Please return the material exactly; leave no entry out.

Data listing:

--------

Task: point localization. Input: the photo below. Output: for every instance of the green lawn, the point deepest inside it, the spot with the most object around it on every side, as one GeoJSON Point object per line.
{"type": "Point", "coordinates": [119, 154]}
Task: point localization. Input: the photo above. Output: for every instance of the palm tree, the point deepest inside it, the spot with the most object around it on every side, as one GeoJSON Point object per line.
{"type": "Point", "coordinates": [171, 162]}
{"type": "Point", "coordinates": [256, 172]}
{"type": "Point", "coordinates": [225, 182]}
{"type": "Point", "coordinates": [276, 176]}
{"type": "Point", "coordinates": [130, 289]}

--------

Result of this task:
Task: point localization. Input: the photo below. Output: for every instance of the green lawn, the point deepest inside it, the spot with the most object around it on every side, as one GeoJSON Point object per line.
{"type": "Point", "coordinates": [119, 154]}
Task: point localization. Input: the photo above. Output: for every instance of the palm tree, the point deepest inside it, the spot with the most object around it on every side, as one GeoJSON Point object per line.
{"type": "Point", "coordinates": [171, 162]}
{"type": "Point", "coordinates": [256, 172]}
{"type": "Point", "coordinates": [225, 182]}
{"type": "Point", "coordinates": [276, 176]}
{"type": "Point", "coordinates": [130, 289]}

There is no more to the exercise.